Lines of the data that contain the word "keypoint" are the ones to copy.

Stored data entries
____

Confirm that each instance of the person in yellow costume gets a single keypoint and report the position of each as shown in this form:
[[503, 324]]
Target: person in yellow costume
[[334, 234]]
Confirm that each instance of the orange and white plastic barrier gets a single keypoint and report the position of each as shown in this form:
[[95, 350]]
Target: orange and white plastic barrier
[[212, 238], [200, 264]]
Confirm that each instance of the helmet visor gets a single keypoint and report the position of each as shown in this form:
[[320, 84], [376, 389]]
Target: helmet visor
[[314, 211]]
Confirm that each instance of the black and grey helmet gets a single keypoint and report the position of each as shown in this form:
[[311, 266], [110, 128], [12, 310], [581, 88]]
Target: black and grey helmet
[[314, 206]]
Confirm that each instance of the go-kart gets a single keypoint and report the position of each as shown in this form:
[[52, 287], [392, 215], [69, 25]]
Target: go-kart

____

#### Response:
Confirm that each instance of the person in yellow costume gets a single keypoint and report the position of each as shown in this form:
Confirm that each instance of the orange and white plastic barrier gets a single keypoint and report the position of each as shown in this form:
Confirm that each instance of the helmet visor gets a single keypoint and report the position of each as shown in this form:
Confirm that each instance of the black and grey helmet gets a single keypoint and report the position of each as shown in this form:
Confirm that each instance of the go-kart gets a single keypoint and report the position of each as shown in this form:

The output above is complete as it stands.